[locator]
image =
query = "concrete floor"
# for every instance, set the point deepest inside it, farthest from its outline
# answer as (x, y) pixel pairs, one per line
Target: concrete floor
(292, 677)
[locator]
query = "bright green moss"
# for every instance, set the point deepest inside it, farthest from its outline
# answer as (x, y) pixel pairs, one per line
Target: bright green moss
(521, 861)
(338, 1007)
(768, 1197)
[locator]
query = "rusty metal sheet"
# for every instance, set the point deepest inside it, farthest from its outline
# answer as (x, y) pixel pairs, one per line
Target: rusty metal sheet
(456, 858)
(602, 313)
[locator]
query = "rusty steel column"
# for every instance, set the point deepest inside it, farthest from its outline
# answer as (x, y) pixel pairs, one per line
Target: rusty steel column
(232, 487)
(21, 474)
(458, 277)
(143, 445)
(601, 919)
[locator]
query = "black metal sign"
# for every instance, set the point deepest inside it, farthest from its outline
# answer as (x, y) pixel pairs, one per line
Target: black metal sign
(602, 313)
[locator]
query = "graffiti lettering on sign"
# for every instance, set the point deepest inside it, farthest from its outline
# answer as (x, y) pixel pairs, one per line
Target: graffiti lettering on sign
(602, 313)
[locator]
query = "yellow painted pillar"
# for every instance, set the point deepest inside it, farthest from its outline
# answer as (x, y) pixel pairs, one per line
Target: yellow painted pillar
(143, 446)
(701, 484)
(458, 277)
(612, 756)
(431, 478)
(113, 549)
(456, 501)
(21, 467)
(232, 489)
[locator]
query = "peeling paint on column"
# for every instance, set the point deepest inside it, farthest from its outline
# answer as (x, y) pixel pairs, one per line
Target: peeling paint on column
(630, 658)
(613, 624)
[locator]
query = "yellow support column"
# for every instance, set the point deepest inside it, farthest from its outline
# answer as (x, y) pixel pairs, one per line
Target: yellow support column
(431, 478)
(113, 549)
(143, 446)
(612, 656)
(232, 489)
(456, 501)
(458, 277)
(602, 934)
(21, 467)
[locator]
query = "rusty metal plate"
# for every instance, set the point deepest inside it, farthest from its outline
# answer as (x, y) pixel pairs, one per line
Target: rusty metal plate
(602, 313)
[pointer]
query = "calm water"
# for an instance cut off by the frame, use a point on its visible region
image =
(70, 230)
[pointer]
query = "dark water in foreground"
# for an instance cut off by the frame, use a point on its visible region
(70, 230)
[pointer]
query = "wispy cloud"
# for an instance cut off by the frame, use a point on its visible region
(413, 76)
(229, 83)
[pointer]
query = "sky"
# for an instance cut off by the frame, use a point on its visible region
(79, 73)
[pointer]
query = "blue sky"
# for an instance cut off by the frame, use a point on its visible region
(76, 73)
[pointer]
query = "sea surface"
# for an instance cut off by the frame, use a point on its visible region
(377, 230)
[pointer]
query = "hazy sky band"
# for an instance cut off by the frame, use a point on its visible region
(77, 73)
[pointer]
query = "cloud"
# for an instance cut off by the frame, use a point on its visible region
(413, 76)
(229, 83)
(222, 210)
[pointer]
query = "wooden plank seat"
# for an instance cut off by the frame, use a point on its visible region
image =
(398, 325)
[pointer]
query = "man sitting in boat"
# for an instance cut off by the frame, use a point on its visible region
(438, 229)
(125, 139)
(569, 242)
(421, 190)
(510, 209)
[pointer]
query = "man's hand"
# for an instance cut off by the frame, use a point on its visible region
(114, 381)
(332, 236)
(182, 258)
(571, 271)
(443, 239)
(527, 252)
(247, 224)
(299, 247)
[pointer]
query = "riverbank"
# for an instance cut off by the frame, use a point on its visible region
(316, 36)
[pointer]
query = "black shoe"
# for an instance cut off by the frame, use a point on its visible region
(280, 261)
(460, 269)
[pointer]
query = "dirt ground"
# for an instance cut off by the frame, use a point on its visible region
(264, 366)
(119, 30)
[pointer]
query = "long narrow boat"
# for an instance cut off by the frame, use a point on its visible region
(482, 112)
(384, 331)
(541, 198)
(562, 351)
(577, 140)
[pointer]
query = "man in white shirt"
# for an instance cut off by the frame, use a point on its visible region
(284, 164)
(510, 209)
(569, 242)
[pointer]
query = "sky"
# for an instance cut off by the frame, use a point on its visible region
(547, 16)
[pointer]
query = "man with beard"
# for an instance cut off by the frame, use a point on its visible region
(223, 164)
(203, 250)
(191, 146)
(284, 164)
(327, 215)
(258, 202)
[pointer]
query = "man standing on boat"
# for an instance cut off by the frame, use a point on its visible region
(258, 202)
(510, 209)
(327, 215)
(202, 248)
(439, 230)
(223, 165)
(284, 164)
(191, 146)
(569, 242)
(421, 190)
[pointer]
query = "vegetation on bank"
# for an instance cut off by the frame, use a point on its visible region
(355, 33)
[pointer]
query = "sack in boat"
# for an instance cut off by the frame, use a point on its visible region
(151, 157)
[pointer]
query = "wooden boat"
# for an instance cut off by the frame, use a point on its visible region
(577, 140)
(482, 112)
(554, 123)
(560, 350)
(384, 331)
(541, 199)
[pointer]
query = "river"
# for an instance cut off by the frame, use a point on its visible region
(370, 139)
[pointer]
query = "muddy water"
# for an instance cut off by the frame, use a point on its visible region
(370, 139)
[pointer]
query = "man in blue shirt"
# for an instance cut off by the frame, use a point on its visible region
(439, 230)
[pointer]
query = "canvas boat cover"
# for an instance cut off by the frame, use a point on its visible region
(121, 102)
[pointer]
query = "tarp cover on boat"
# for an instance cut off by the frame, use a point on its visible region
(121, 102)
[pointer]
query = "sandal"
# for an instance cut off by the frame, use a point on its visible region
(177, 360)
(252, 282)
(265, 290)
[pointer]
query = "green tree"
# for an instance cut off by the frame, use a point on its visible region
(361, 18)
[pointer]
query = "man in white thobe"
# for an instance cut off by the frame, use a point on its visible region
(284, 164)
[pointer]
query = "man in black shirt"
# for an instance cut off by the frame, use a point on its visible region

☆ ☆ ☆ ☆

● The request:
Repeat all of the records above exactly as written.

● Answer for the task:
[locator]
image =
query = "concrete floor"
# for every instance, set the point deepest inside it, farthest from its outline
# answer as (x, y) pixel pairs, one per line
Target: concrete floor
(292, 677)
[locator]
query = "bright green moss"
# for every instance, set the point deepest inside it, farthest from its outline
# answer as (x, y) pixel pairs, one per line
Target: bright green moss
(521, 861)
(338, 1007)
(768, 1197)
[locator]
query = "rusty metal sheet"
# for every instance, set the point deepest inside it, farthest from its outline
# answer as (x, y) pixel pairs, one per line
Target: rusty metal sheet
(456, 858)
(602, 313)
[locator]
query = "rusty steel column"
# for every instance, set the point deepest inside it, farthest from its outline
# answer as (x, y) pixel pairs, one per line
Target: rusty steel column
(232, 487)
(21, 474)
(458, 277)
(143, 445)
(601, 919)
[locator]
query = "black metal sign"
# for every instance, set the point deepest inside it, farthest from its outline
# answer as (x, y) pixel pairs, one per line
Target: black metal sign
(602, 313)
[locator]
query = "graffiti lettering on sign"
# for every instance, set the point deepest inside it, farthest from its outline
# answer as (x, y) pixel pairs, one per line
Target: graffiti lettering on sign
(602, 313)
[locator]
query = "yellow painted pillar"
# for every instance, set the point deepest inside it, farthest from its outline
# answer as (x, y) pixel pairs, one per line
Target: yellow painted pillar
(143, 446)
(701, 484)
(458, 277)
(612, 756)
(431, 478)
(113, 549)
(456, 501)
(21, 467)
(232, 489)
[locator]
query = "peeling paint on column"
# for every instance, set the point deepest inside it, farthest from its outline
# answer as (x, y) pixel pairs, one per line
Target: peeling paint on column
(630, 658)
(613, 624)
[locator]
query = "yellow support column"
# for every instance, set the point deepest inside it, farthest from its outline
# answer as (x, y) pixel pairs, one per line
Target: yellow support column
(431, 478)
(113, 549)
(143, 446)
(612, 656)
(232, 489)
(456, 501)
(458, 277)
(602, 934)
(21, 467)
[locator]
query = "rusty metal plate"
# for every instance, set the point deepest inside it, farthest from its outline
# answer as (x, y) pixel pairs, one per line
Target: rusty metal plate
(602, 313)
[pointer]
query = "calm water"
# for an instance cut off by the frame, use a point on its visible region
image =
(70, 230)
[pointer]
query = "dark water in foreground"
# for an instance cut off by the frame, use a point on its visible region
(70, 230)
[pointer]
query = "wispy cloud"
# for an instance cut off by the frame, use a point on its visible region
(413, 76)
(229, 83)
[pointer]
query = "sky"
# for an instance cut off by the frame, use a point on its visible region
(79, 73)
[pointer]
query = "blue sky"
# for an instance cut off by the frame, use a point on its visible region
(76, 73)
[pointer]
query = "sea surface"
# for an instance cut off by the frame, use a point on its visible region
(377, 230)
[pointer]
query = "hazy sky band"
# for an instance cut off by the frame, use a point on its visible region
(77, 73)
[pointer]
query = "cloud"
# for an instance cut off by the frame, use a point on its visible region
(413, 76)
(229, 83)
(222, 210)
[pointer]
query = "wooden plank seat"
# for an instance cut off by the frame, use a point on its visible region
image =
(398, 325)
[pointer]
query = "man sitting in boat"
# for an instance cut off by the frame, use a point on its visible region
(438, 229)
(125, 139)
(569, 242)
(421, 190)
(510, 209)
[pointer]
query = "man's hand"
# for an instance cut off by the frame, use a point on its visible region
(114, 381)
(332, 236)
(182, 258)
(571, 271)
(443, 239)
(527, 252)
(247, 224)
(299, 247)
[pointer]
query = "riverbank"
# for an instance cut off by the frame, use a point on its visible region
(316, 36)
[pointer]
query = "black shoe"
# for an instance cut off by the frame, use a point on its visible region
(280, 261)
(460, 269)
[pointer]
query = "dirt ground"
# for an instance cut off by the frame, use a point on its visible region
(264, 366)
(119, 30)
[pointer]
query = "long narrow boat"
# for an instance cut off by the frame, use a point on its visible region
(482, 112)
(384, 331)
(541, 198)
(562, 351)
(577, 140)
[pointer]
query = "man in white shirt"
# for an instance cut off by the frame, use a point on its visible region
(284, 164)
(510, 209)
(569, 242)
[pointer]
query = "sky"
# for an instance cut off by the frame, use a point on its visible region
(547, 16)
[pointer]
query = "man with beard"
# for an instance cut off by the frame, use a point on its visible region
(223, 164)
(203, 250)
(191, 146)
(284, 164)
(327, 215)
(258, 202)
[pointer]
query = "man standing on boat"
# for an instance cut off by the frame, use a point on its visible region
(258, 202)
(510, 209)
(327, 215)
(202, 248)
(439, 230)
(223, 165)
(284, 164)
(191, 146)
(569, 242)
(421, 190)
[pointer]
query = "vegetation on bank"
# for an instance cut off by the frame, use a point on its visible region
(355, 33)
[pointer]
query = "sack in boat"
# for an instance cut off by the frame, use a point on its visible region
(151, 157)
[pointer]
query = "wooden boat"
# for an instance cut off by the frame, use a point on its visible region
(577, 140)
(482, 112)
(554, 123)
(560, 350)
(384, 331)
(541, 199)
[pointer]
query = "river"
# for an instance cut off by the frame, use a point on its visible region
(370, 139)
[pointer]
query = "muddy water"
# for an instance cut off by the frame, use a point on its visible region
(370, 139)
[pointer]
query = "man in blue shirt"
# for an instance cut off by the frame, use a point on its visible region
(439, 230)
[pointer]
query = "canvas boat cover"
# for an instance cut off by the frame, use a point on its visible region
(121, 102)
[pointer]
query = "tarp cover on boat"
# for an instance cut off by the frame, use a point on its visible region
(121, 102)
[pointer]
query = "sandal"
# for an instance cut off by the frame, use a point on its visible region
(177, 360)
(252, 282)
(265, 290)
[pointer]
query = "green tree"
# for an instance cut off by the frame, use a point on its visible region
(361, 18)
[pointer]
query = "man in white thobe"
# for an instance cut off by the frame, use a point on its visible region
(284, 164)
[pointer]
query = "man in black shirt"
# for an instance cut off by the frame, use a point on its visible region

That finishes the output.